BEGIN The records
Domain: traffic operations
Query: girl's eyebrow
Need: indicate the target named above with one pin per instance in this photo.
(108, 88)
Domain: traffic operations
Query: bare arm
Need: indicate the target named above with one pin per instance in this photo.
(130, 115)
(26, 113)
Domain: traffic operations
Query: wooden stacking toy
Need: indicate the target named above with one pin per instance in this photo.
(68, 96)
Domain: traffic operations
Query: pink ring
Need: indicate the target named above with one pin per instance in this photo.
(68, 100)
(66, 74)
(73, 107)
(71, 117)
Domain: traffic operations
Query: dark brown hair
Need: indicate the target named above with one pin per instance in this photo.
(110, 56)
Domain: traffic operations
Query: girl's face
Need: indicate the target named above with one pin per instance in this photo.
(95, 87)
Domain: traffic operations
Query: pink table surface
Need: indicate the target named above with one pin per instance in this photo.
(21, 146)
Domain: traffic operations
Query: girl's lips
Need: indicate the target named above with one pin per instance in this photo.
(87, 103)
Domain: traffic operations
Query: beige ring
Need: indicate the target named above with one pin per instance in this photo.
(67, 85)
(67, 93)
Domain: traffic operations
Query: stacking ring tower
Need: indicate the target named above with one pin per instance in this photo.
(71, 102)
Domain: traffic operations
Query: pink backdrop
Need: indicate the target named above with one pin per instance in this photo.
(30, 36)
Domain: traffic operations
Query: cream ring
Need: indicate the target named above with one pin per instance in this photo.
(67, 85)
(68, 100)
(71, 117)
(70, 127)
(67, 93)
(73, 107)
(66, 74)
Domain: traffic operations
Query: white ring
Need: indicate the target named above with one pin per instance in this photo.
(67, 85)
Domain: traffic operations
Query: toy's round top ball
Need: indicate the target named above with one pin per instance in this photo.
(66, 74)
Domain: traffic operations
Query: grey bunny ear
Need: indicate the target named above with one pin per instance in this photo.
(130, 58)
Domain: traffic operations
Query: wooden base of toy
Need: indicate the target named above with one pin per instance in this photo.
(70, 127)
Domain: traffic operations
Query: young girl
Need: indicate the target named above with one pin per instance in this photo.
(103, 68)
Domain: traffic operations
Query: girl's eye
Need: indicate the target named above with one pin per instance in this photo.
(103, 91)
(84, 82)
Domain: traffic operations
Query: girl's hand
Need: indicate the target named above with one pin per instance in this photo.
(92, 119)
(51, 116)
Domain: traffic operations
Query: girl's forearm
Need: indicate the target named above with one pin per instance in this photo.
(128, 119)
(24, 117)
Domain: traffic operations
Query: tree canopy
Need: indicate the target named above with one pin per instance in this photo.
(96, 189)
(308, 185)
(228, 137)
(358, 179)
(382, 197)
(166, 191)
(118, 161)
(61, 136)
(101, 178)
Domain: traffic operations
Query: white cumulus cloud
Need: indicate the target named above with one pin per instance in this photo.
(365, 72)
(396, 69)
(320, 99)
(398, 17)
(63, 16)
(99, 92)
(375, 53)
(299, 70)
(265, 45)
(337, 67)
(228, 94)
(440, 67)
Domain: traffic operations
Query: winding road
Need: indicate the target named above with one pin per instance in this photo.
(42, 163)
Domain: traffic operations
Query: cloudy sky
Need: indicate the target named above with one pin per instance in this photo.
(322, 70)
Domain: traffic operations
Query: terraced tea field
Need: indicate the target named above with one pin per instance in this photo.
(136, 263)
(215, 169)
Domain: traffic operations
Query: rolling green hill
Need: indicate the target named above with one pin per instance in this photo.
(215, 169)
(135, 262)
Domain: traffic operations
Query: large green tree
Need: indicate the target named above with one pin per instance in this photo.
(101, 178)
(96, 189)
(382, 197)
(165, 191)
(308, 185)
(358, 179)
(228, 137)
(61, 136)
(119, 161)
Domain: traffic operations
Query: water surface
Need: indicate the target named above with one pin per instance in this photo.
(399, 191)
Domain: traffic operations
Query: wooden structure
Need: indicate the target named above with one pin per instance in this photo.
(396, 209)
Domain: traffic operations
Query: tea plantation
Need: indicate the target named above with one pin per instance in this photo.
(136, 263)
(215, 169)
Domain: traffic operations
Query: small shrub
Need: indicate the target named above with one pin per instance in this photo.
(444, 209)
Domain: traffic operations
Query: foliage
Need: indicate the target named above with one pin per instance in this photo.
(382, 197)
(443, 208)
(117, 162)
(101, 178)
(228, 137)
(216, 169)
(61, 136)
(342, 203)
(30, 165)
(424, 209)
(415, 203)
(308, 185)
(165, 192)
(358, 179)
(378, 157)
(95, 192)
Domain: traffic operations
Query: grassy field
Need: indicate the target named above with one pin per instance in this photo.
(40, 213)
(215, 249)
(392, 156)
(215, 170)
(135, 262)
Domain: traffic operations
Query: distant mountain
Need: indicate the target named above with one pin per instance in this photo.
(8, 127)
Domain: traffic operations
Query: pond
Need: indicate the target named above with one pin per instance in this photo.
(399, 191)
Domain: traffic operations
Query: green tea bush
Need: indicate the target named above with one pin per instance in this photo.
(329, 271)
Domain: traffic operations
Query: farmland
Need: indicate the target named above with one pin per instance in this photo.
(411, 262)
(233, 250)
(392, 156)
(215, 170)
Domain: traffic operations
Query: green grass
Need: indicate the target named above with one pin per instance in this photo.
END The records
The listing above should be transcribed in full, exactly as written.

Domain: traffic operations
Query: girl's eyebrow
Need: indicate the target named above with one pin per instance in this photo.
(108, 88)
Domain: traffic operations
Query: bare arm
Need: indicate the target named above with one pin per instance in this photo.
(130, 115)
(26, 113)
Domain: traffic operations
Query: wooden stacking toy
Need: indicate the target named above with one pin per instance in this photo.
(68, 96)
Domain: traffic operations
Query: pink ring
Need: indicate the target named above with one pin per instance in this photo.
(68, 100)
(66, 74)
(73, 107)
(71, 117)
Domain: traffic operations
Query: dark brown hair
Need: indicate the target named above with one pin per instance in this photo.
(110, 56)
Domain: traffic operations
Query: girl's face
Need: indicate the target named above with one pin per instance in this photo.
(95, 87)
Domain: traffic operations
Query: pink table surface
Need: indicate the target named above with one pin per instance in this photo.
(21, 146)
Domain: traffic operations
Query: girl's lips
Need: indicate the target named above with one pin per instance in this photo.
(87, 103)
Domain: traffic operations
Query: beige ring
Need: indicate the target named above with one pin per instance in this photo.
(67, 85)
(67, 93)
Domain: traffic operations
Query: stacking ring tower
Need: indicate the target named above with one pin per instance in this photo.
(71, 102)
Domain: traffic operations
Query: pink backdrop
Need: indicate the target named above with one pin per instance in this photo.
(30, 36)
Domain: traffic operations
Query: cream ring
Need: indicate the target named above with one pin per instance in this photo.
(67, 85)
(68, 100)
(71, 117)
(70, 127)
(67, 93)
(73, 107)
(66, 74)
Domain: traffic operations
Query: white ring
Need: indicate the target named above with one pin per instance in this photo.
(67, 85)
Domain: traffic operations
Query: toy's round top ball
Need: indicate the target named above with one pin per instance in this photo.
(66, 74)
Domain: traffic operations
Query: grey bunny ear
Need: indicate the target named above with one pin per instance in this photo.
(130, 58)
Domain: traffic operations
Query: wooden base of toy
Need: indicate the target named above with one pin per instance in this photo.
(70, 127)
Domain: traffic operations
Query: young girl
Need: indicate the target named above with one pin per instance in this photo.
(103, 68)
Domain: traffic operations
Query: girl's eye
Need: indicate the target named above with one pin per instance in this photo.
(103, 91)
(84, 82)
Domain: traffic operations
Query: girl's hand
Need: indicate the target named above with one pin per instance in this photo.
(92, 119)
(51, 116)
Domain: traffic operations
Query: girl's forearm
Need: indicate the target named above with one pin per instance in this photo.
(128, 119)
(24, 117)
Domain: traffic operations
Query: tree canopy
Need: indicate the target named above with one pin per instance in this photo.
(96, 189)
(308, 185)
(228, 137)
(358, 179)
(382, 197)
(166, 191)
(118, 161)
(61, 136)
(101, 178)
Domain: traffic operations
Query: white cumulus cloud
Need: indicate the target named above with one pin per instance in this photo.
(365, 72)
(396, 69)
(320, 99)
(398, 17)
(63, 16)
(99, 92)
(375, 53)
(299, 70)
(265, 45)
(337, 67)
(228, 94)
(440, 67)
Domain: traffic operations
Query: winding road
Need: indicate the target named above with one pin per instance in this photo.
(42, 163)
Domain: traffic operations
Query: cloudy sky
Need: indicate the target named above with one pin per instance in this photo.
(322, 70)
Domain: traffic operations
Query: terraced tea field
Need: indicate the target named above with one pin per instance in this photo.
(136, 263)
(215, 169)
Domain: traffic operations
Query: rolling green hill
Need: indicate the target named above with one pin per instance in this photo.
(215, 169)
(135, 262)
Domain: traffic operations
Query: large green tree
Need: indicate the target named above with one pin per instance in this photo.
(101, 178)
(96, 189)
(382, 197)
(165, 191)
(308, 185)
(358, 179)
(228, 137)
(61, 136)
(119, 161)
Domain: traffic operations
Query: water surface
Need: indicate the target named above with one pin per instance in this photo.
(399, 191)
Domain: traffic operations
Query: wooden structure
Need: indicate the target named above with one pin per instance in this photo.
(396, 209)
Domain: traffic operations
Query: tea plantation
Need: indicate the target named above with one pin per instance in this photo.
(136, 263)
(215, 169)
Domain: traffic operations
Query: small shrub
Need: indicate the target named above with one pin per instance in this photo.
(444, 209)
Domain: traffic operations
Query: foliage
Need: indicate the target named above with one pin per instance in this photo.
(382, 197)
(443, 208)
(117, 162)
(101, 178)
(228, 137)
(216, 169)
(61, 136)
(342, 203)
(30, 165)
(424, 209)
(415, 203)
(308, 185)
(165, 192)
(358, 179)
(378, 157)
(95, 192)
Domain: traffic operations
Query: grassy field
Need: indicate the target named above with one pin per instance in this photo.
(40, 213)
(215, 249)
(392, 156)
(215, 170)
(135, 262)
Domain: traffic operations
Query: distant mountain
Need: indicate the target named above with one pin per instance in this photo.
(8, 127)
Domain: traffic operations
Query: pond
Need: indicate the target named above with one pin per instance in this photo.
(399, 191)
Domain: traffic operations
Query: green tea bush
Need: indicate the target named above with one pin per instance in this photo.
(329, 271)
Domain: traffic operations
Query: farmland
Need: indicate the target named above with one pin per instance in this photo.
(411, 262)
(233, 250)
(392, 156)
(215, 170)
Domain: traffic operations
Query: green grass
Need: indicate the target named above with one pin per instance in this photo.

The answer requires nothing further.